Stabilitätsanalyse von Stabtragwerken im Bauingenieurwesen – ein Lehr- und Lerntool
Studierende der Fachrichtung Bauingenieurwesen sind während ihres Studiums angehalten das Verhalten stabiltätsgefährdeter Stabtragwerke zu verstehen. Dazu zählen die Analyse der Knickfigur und der Knicklasten bestimmter standardisierter Systeme. Beide sind zur Bemessung von Stabtragwerken von essentieller Bedeutung. Allerdings zeigen Lehrerfahrungen, dass Studierende Defizite beim Deuten der Knickfiguren aufweisen.

------------------------------------------------

▶ [KURZE AUFGABE]: Wiederhole den Text zur Stabilitätsanalyse von Stabtragwerken vollständig und unverändert. Die Einträge haben hierfür keine Bedeutung.

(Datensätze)
------------------------------------------------

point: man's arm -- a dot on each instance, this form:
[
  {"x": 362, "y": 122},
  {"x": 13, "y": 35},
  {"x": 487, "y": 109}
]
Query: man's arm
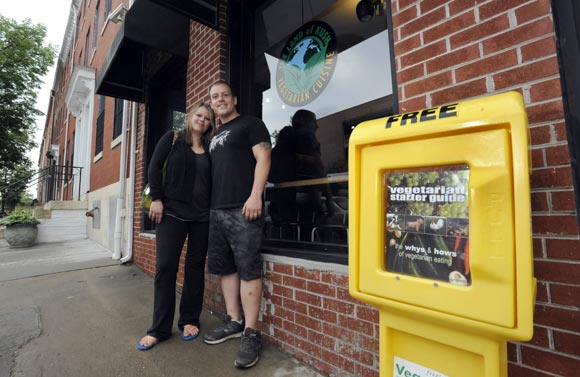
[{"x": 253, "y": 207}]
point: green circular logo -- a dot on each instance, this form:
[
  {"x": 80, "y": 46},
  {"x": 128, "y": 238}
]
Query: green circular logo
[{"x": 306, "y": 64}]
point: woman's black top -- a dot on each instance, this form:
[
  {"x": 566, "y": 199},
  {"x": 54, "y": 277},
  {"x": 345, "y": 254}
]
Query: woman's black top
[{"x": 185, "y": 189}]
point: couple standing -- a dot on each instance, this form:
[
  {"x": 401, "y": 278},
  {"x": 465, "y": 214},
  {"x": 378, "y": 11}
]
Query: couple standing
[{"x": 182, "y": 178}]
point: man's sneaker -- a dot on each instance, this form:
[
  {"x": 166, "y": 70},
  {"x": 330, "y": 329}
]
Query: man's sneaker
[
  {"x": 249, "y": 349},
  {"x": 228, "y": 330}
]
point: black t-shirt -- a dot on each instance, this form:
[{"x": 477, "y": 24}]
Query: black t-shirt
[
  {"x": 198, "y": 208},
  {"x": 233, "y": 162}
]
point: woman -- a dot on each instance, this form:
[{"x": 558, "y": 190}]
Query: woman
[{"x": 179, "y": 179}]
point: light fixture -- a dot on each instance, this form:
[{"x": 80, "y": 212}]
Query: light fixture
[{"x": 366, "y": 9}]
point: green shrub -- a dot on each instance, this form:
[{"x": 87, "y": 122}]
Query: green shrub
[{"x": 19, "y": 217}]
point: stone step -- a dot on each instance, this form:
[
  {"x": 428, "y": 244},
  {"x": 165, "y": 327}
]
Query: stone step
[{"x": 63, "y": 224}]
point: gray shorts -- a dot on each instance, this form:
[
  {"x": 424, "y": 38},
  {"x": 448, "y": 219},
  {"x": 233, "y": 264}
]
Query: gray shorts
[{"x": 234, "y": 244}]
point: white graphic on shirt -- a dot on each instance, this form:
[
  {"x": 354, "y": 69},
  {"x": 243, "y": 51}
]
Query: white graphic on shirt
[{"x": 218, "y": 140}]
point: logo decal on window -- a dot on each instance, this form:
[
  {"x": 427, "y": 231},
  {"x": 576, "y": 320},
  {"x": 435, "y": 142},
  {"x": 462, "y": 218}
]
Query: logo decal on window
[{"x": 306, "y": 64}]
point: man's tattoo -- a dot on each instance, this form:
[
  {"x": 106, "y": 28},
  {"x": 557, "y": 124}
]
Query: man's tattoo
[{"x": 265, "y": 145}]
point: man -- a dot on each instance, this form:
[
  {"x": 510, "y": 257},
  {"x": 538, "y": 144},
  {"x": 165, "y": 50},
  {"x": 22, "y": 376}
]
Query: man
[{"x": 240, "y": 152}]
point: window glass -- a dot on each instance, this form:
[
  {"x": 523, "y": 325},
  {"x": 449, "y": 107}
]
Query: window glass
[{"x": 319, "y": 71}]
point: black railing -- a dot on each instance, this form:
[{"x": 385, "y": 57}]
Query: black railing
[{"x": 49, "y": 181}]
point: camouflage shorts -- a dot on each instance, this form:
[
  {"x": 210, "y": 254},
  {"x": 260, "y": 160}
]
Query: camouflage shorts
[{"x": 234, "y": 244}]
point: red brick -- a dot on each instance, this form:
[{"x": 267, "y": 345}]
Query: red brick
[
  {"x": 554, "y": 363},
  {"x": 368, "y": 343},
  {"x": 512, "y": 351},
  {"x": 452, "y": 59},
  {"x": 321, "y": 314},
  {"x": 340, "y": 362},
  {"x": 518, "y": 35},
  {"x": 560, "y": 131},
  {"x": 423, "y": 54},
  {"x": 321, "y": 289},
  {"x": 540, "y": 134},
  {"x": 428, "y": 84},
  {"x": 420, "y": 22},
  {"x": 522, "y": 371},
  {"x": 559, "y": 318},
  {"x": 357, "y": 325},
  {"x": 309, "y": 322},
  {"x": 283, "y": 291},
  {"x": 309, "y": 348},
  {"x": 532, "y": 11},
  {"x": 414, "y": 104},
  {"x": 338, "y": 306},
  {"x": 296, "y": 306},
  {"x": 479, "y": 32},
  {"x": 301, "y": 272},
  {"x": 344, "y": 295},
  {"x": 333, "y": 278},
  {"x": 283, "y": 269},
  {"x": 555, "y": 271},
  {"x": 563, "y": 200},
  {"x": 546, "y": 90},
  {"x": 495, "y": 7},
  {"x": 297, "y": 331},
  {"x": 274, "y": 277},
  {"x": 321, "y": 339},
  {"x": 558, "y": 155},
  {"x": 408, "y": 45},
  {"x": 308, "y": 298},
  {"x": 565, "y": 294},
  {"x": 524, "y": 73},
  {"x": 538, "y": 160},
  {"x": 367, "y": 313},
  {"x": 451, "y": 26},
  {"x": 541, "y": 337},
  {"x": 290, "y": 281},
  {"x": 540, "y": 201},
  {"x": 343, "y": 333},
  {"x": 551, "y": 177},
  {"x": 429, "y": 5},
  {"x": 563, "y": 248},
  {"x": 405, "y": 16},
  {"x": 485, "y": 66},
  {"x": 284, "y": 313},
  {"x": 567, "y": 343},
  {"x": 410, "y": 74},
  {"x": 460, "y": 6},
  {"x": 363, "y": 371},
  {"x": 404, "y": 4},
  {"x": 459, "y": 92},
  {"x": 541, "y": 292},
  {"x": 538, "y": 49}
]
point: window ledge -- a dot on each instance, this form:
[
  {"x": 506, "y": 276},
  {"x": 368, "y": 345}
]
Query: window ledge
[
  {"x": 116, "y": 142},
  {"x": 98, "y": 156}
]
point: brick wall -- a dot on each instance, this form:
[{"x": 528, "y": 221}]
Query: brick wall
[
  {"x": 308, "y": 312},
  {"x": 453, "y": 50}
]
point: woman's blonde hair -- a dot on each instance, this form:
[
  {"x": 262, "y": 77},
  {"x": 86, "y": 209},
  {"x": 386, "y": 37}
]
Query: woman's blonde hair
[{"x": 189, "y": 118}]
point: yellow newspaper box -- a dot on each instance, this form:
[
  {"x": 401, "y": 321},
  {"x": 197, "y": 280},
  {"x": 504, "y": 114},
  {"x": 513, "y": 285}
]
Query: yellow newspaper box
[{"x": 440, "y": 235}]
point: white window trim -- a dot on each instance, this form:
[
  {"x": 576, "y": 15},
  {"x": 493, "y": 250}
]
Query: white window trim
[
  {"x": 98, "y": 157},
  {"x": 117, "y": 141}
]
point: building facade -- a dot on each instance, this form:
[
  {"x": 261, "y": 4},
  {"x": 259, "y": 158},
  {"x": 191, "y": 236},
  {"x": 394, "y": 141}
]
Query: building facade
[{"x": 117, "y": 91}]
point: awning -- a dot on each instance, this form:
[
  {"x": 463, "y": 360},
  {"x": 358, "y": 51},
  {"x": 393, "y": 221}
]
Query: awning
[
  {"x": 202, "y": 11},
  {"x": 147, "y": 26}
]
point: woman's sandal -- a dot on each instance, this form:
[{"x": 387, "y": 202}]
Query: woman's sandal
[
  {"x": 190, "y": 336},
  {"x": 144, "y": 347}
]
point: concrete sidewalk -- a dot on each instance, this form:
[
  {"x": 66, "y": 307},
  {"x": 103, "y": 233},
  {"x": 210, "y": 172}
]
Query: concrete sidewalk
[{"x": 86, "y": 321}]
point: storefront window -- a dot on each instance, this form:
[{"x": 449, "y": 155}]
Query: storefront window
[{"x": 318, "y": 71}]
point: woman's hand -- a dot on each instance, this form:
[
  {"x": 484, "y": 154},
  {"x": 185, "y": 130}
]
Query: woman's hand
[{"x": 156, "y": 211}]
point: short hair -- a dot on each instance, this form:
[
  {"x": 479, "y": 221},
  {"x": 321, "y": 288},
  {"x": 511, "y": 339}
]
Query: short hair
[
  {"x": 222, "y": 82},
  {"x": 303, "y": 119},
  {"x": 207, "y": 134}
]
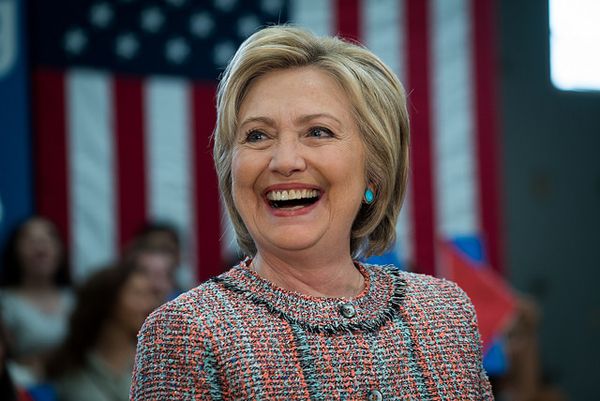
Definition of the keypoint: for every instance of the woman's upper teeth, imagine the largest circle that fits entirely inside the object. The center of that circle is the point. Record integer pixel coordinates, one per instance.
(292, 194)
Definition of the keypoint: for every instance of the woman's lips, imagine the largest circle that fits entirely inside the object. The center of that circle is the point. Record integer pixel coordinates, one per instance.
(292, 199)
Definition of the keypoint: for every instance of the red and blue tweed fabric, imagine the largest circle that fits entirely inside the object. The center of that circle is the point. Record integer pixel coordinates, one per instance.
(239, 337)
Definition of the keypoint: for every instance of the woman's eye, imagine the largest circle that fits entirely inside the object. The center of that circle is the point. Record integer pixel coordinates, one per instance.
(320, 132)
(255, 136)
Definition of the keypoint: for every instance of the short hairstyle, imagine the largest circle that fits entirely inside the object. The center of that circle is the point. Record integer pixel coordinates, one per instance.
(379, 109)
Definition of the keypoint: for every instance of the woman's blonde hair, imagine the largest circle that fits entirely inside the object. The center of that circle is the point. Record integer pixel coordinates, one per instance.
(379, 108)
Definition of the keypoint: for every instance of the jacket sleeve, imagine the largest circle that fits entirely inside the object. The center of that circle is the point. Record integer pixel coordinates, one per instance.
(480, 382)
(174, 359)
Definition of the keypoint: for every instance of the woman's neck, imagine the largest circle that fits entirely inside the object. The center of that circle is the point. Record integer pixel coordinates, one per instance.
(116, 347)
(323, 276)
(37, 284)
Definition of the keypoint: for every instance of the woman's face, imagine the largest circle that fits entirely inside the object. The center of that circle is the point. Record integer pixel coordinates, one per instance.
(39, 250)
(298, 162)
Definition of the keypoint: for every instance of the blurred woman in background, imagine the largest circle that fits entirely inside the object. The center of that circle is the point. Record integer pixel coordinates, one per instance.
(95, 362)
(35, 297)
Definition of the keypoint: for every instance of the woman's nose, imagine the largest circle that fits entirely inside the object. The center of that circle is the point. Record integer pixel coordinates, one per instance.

------------------------------------------------

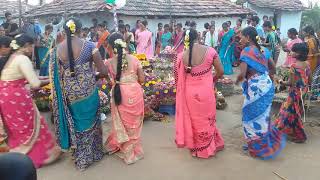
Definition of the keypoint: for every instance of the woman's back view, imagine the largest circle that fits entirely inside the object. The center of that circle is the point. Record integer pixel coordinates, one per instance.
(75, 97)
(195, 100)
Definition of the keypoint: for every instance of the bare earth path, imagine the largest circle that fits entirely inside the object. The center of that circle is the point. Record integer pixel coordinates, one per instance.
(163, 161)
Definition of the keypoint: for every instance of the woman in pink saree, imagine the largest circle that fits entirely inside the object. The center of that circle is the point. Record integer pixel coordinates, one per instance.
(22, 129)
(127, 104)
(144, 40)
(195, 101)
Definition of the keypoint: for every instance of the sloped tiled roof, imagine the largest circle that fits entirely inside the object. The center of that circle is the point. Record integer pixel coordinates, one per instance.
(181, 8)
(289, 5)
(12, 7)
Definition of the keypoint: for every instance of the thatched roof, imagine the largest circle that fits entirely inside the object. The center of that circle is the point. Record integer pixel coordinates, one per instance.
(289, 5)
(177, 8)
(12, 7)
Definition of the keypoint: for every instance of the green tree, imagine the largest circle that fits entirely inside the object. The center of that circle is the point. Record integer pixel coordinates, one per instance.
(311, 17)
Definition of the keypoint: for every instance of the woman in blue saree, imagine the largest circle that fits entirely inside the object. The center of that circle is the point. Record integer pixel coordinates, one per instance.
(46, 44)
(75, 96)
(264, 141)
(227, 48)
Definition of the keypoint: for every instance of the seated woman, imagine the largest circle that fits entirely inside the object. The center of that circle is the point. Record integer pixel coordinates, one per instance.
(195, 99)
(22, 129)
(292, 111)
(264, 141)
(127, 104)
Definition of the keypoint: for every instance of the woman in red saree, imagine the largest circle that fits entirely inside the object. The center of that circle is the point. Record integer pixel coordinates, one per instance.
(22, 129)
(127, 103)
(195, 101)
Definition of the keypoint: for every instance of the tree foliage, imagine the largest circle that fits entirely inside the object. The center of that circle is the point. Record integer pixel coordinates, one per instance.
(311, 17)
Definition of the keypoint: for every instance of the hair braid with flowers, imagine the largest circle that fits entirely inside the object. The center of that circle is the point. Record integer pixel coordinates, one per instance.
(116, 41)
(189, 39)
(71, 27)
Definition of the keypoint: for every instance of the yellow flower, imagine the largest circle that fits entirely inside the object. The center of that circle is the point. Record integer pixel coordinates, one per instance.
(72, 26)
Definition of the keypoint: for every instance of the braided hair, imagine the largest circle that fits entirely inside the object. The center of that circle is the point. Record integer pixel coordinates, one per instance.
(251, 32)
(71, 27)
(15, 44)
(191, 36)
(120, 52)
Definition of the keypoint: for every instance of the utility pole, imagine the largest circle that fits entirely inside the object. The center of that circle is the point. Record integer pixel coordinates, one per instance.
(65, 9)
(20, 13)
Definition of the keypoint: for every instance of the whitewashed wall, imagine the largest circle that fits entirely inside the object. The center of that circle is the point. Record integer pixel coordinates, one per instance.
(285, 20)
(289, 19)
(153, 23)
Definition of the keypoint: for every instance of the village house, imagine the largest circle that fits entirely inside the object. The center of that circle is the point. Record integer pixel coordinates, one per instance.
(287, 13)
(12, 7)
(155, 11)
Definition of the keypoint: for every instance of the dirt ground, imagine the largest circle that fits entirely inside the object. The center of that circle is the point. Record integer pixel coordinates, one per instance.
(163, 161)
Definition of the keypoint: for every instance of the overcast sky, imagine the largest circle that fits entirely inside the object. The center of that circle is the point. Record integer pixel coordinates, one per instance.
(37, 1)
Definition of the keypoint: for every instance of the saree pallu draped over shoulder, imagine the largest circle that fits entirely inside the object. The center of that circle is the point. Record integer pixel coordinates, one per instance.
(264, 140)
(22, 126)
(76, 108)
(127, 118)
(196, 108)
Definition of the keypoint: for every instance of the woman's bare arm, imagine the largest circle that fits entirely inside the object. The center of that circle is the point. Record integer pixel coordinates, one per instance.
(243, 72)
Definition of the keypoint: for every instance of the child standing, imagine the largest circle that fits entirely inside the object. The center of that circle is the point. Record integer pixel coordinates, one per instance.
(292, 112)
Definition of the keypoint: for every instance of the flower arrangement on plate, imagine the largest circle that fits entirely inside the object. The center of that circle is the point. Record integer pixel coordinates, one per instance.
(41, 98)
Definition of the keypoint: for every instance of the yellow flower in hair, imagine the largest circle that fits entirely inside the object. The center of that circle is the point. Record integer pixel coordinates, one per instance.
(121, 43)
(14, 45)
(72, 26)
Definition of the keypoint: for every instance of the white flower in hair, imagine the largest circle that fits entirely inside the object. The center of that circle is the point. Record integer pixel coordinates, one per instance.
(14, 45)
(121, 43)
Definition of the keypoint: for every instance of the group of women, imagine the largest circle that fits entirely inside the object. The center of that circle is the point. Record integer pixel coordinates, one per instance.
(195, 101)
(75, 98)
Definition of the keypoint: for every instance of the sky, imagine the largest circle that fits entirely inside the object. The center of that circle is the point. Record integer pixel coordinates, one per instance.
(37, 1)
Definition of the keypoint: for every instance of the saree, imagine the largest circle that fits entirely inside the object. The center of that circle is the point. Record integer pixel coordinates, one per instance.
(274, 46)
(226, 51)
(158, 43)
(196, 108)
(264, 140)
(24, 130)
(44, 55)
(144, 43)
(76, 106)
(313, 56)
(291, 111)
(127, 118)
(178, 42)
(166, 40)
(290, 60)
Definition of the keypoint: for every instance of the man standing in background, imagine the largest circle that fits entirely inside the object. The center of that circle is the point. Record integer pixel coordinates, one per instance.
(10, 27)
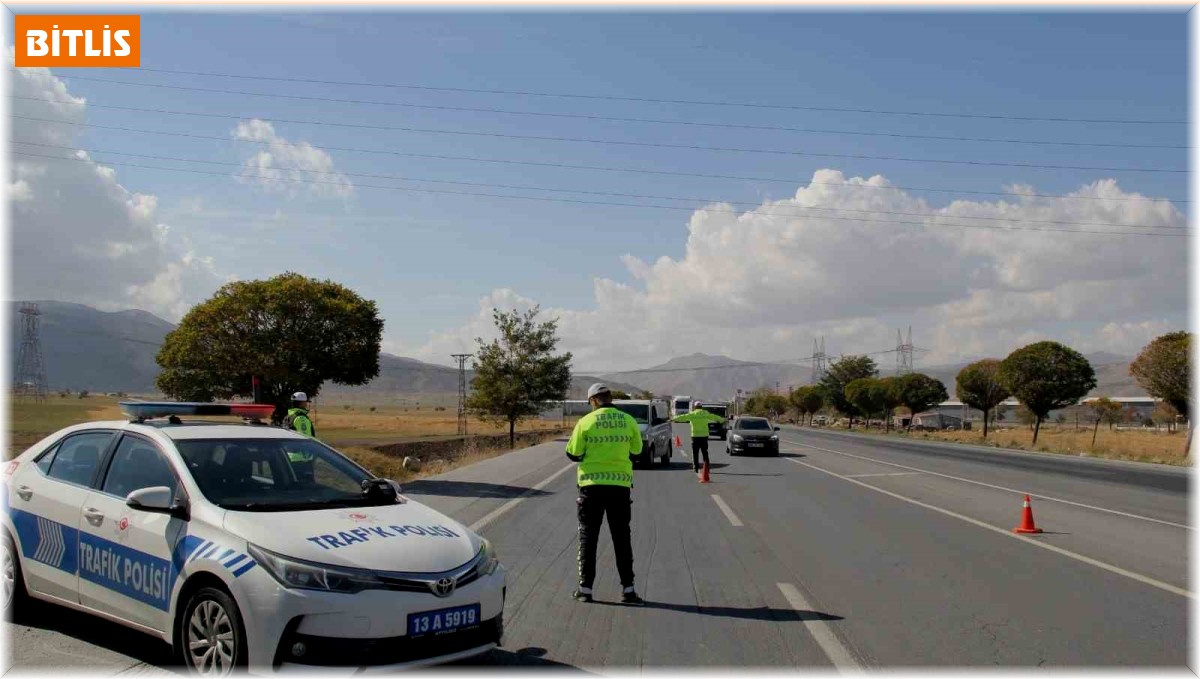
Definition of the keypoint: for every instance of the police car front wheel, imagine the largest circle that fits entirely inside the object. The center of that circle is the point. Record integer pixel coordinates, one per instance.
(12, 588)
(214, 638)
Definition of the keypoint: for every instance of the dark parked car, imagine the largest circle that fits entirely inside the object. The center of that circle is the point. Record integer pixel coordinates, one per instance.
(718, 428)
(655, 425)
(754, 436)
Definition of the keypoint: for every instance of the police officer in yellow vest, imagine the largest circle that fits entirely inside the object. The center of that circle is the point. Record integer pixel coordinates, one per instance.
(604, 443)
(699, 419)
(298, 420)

------------------------------------------------

▶ [GELÖSTE AUFGABE]:
Stabilitätsanalyse von Stabtragwerken im Bauingenieurwesen – ein Lehr- und Lerntool
Studierende der Fachrichtung Bauingenieurwesen sind während ihres Studiums angehalten das Verhalten stabiltätsgefährdeter Stabtragwerke zu verstehen. Dazu zählen die Analyse der Knickfigur und der Knicklasten bestimmter standardisierter Systeme. Beide sind zur Bemessung von Stabtragwerken von essentieller Bedeutung. Allerdings zeigen Lehrerfahrungen, dass Studierende Defizite beim Deuten der Knickfiguren aufweisen.